[Source data]:
◆ ◆ ◆ ◆ ◆
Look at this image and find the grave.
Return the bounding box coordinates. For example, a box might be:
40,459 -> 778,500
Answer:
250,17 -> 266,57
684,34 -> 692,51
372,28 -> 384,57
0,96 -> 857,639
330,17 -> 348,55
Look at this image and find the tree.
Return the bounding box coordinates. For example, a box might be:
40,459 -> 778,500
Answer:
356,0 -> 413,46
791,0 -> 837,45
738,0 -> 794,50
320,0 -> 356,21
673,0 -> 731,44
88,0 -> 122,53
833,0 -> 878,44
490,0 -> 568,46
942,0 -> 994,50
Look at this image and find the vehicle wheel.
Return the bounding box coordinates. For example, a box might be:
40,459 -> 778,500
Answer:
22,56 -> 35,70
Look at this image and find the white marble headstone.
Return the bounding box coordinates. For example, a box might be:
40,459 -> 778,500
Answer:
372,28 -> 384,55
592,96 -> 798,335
◆ ◆ ◆ ◆ ◆
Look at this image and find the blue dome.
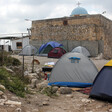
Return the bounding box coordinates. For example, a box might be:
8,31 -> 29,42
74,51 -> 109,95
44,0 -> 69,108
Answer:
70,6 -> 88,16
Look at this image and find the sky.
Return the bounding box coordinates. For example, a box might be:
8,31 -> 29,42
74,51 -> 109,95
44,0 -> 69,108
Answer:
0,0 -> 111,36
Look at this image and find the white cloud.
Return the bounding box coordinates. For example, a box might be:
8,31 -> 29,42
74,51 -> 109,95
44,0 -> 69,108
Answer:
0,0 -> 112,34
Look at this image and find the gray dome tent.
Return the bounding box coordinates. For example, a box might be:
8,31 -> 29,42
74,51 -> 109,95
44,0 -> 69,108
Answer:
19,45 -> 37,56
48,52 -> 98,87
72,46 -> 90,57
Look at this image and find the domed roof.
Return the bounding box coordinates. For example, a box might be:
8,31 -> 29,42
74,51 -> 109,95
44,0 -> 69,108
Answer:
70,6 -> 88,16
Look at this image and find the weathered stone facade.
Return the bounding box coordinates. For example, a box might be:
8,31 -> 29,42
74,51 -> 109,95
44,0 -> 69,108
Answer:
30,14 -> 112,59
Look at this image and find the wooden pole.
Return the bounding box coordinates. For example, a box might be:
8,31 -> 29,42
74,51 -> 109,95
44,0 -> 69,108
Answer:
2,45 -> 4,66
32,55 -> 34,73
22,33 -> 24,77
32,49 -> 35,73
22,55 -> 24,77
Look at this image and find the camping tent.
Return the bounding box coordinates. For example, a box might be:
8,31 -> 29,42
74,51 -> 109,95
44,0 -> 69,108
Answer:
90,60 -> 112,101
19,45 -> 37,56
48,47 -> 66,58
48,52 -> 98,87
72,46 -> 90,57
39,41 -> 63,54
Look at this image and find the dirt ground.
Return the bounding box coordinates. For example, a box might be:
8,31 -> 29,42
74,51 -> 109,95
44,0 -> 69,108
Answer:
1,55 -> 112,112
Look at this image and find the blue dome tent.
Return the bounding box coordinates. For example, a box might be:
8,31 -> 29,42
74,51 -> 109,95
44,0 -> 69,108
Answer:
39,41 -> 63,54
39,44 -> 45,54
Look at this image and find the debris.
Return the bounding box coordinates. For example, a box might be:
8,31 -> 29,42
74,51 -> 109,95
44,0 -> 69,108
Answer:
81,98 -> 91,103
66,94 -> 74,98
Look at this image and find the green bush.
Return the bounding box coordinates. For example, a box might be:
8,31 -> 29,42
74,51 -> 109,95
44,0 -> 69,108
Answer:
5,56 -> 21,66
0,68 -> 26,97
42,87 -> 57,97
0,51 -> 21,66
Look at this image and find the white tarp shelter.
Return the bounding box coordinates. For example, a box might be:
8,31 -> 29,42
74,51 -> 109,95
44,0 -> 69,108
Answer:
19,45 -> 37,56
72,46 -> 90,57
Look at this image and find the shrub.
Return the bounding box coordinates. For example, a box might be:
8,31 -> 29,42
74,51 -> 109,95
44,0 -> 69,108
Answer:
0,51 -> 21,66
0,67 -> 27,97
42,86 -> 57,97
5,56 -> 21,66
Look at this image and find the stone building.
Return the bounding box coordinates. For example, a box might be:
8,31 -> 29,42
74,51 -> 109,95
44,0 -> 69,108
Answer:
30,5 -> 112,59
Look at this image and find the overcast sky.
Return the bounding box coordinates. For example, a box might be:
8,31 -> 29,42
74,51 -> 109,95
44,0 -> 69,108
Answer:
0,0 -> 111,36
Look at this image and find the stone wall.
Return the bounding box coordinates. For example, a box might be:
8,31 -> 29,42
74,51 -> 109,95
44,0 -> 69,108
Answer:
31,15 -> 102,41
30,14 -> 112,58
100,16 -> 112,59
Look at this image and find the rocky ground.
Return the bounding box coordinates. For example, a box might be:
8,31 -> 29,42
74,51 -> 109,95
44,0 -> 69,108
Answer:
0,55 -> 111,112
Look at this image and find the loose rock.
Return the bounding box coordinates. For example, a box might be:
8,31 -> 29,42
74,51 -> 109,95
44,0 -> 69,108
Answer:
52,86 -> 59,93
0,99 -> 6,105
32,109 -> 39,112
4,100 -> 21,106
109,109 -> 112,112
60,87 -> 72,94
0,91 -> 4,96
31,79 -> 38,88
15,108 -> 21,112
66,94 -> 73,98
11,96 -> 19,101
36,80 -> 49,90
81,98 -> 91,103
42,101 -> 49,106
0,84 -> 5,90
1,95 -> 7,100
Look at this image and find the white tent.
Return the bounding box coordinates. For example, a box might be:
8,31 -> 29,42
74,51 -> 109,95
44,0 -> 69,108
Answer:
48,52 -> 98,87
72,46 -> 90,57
◆ ◆ ◆ ◆ ◆
[Required work]: Go through the material and copy each line that contains "tent".

[Result]:
Look at this image and find the gray dome tent.
Look at this image and find the camping tent.
Look at this image and find the blue dome tent.
Look at this image and find the white tent.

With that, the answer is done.